Task list:
1 > Do these statements agree with the article on Beatrix Potter and nature art? Answer yes or no to each and quote the deciding words: (a) Potter produced her fungi drawings from the late 1880s to the turn of the century; (b) Sahasi Upadhya's photographs were taken on school trips; (c) more than a dozen professional artists featured in recent Beyonder articles.
2 > Could you carry on the article on Beatrix Potter and nature art, picking up after its final sentence?

ONCE upon a time, on her holidays in Scotland and the Lake District, a young girl grew up sketching the plants, animals and insects she stumbled across with a particular eye for detail.
From those humble beginnings, Beatrix Potter would go on to become one of the most famous and successful children’s authors of all time, renowned for her precise and enchanting illustrations reflecting her fascination with the natural world.
She became particularly interested in mushrooms and toadstools, and from the late 1880s to the turn of the century produced hundreds of finely detailed and botanically correct drawings of fungi.
She also visited her former governess, Annie Moore, and would send letters with amusing anecdotes to the Moore children, often illustrated with pen and ink sketches, which would provide the basis of some of her later books – including one about a particularly naughty rabbit named Peter.
Flash forward a century and a half, and a new generation of young people are exploring their interest in the natural world through art, painting and photography.
This week our Picture of the Week featured photographs by 11-year-old Sahasi Upadhya taken on family walks around the area.
And if one good thing has emerged from the pandemic lockdowns, it might be the number of young people and their families reconnecting with nature.
Adults too have found local landscapes a continuing source of inspiration and delight, with more than a dozen professional artists featuring in recent Beyonder articles about their work.
On social media too, Twitter and Facebook feeds have been awash with nature journal entries, sketches and photographs recounting people’s encounters with the natural world.

Material provided:
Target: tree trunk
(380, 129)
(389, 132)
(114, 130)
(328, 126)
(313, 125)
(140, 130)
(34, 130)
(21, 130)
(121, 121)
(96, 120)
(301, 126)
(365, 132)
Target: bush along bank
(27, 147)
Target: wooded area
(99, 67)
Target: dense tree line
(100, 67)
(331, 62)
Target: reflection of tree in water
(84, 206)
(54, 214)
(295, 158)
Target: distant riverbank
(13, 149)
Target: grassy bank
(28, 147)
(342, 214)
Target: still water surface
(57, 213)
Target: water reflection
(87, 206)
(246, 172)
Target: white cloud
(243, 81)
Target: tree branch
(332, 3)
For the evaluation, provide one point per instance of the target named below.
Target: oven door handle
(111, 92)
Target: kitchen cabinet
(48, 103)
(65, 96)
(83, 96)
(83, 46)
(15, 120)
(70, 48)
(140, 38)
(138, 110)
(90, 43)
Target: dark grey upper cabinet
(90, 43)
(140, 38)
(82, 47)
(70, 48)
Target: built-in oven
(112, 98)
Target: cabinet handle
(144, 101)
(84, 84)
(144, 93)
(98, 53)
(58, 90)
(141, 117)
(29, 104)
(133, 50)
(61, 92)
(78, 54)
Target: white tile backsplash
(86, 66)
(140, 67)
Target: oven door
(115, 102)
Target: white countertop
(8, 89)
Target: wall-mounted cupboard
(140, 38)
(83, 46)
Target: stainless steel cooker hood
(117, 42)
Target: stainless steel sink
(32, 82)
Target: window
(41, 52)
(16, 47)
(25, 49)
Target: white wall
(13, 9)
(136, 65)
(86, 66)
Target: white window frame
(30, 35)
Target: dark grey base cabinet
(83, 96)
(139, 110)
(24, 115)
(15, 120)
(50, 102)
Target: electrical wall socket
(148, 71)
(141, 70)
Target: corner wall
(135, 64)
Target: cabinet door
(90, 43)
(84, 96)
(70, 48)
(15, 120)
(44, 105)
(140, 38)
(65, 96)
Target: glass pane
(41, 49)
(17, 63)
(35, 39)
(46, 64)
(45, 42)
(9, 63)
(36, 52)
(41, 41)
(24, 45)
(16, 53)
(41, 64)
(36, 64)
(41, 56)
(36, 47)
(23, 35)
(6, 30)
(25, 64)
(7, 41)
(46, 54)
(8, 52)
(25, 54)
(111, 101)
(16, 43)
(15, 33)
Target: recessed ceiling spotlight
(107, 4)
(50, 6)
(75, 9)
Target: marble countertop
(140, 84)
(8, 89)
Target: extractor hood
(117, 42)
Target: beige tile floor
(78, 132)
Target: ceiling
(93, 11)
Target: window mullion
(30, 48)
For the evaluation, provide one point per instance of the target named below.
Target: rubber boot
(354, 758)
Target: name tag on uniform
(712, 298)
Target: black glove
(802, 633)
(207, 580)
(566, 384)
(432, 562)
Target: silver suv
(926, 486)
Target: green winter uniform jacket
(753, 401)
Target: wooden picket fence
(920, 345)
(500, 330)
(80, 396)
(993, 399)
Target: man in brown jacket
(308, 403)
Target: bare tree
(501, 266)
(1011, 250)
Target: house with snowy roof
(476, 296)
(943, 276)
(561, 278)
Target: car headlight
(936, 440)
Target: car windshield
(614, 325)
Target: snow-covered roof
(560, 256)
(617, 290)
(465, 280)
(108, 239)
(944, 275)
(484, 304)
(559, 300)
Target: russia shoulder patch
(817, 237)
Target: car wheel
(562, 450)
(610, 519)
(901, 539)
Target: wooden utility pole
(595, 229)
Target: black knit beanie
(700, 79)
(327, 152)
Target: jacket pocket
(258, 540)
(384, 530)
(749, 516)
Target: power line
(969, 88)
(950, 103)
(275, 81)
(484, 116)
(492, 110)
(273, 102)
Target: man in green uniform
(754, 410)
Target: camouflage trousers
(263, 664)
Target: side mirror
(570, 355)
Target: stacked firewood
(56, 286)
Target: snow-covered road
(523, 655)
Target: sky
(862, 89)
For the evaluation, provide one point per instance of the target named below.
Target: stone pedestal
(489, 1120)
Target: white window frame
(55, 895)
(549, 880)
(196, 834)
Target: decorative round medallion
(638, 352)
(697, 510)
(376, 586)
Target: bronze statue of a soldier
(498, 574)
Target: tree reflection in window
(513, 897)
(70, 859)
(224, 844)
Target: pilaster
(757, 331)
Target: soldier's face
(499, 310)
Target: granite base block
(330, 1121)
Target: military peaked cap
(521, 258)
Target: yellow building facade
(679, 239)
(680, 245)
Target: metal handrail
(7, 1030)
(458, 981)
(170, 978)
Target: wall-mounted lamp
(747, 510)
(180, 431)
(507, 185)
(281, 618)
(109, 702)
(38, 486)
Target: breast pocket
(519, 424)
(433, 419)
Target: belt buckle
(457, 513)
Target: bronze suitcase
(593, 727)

Answers to the problems:
1 >
(a) Yes: "from the late 1880s to the turn of the century produced hundreds of finely detailed and botanically correct drawings of fungi"
(b) No: "taken on family walks around the area"
(c) Yes: "with more than a dozen professional artists featuring in recent Beyonder articles about their work"

2 >
In her Drawn Into Nature blog, Bristol artist Jules Woolford explains how her love for the natural world led her to a career helping people to engage with nature and wildlife.
“When I discovered the world of journaling, it was a natural progression to begin keeping a traditional nature journal, like my idols Edith Holden and Beatrix Potter,” she says.
“Our modern lives are so frantic, often filled with noise, busy work, and negative stress. I’m on a journey to slow down and simplify; concentrate on experiences rather than things, (try to) worry less, be more grateful, and kind.
“Sometimes I take two (or three) steps backwards, but I’m trying to keep going. Nature is a great healer, teacher and an inspiration to me. Through my journals, I try to be an advocate for the earth, and all its life forms. I’m fascinated by the stories we’ve created about the natural world, and I love sharing these little tales from history, folklore and fable.”
Up in Northumbria, naturalist Stewart Sexton is a bird enthusiast whose paintings and photographs attract plenty of attention on Twitter @Stewchat, although he modestly claims: “A Northumbrian born and bred, I have been interested in natural history for as long as I can remember. I take photos but I’m no photographer, I paint but I’m not an artist either.”
That’s all very well, but if you lack Stewart’s obvious talent but still want to explore your artistic talent through nature, how do you get started?
Maureen Gillespie, an Oxfordshire artist whose chilly lockdown walks at Blenheim Palace saw her singled out as The Beyonder’s Picture of the Week recently, has some advice: “Probably the easiest way to develop your artist talents is to get outside and really observe nature.”
Not that you have to go far to find inspiration, she stresses. “Your local park, trees on your road, flowers in your garden or window box, all these amazing things are there to see, smell and touch and when you really study them you can bring them to life in a drawing or painting.”
Fellow Oxfordshire artist and art teacher Sue Side agrees: “I focus on close looking with my young learners. We look – really look – at the world around us and then we interpret, through drawing, painting, sculpture,” she says. “The aim is to encourage exploration and response – to not worry about finding the right word or the ‘correct answer’.”
Photographer Graham Parkinson found his lifelong interest in wildlife was sparked as a six-year-old by the popular I-Spy books – and the fact his gran had a large garden with a field behind it to explore.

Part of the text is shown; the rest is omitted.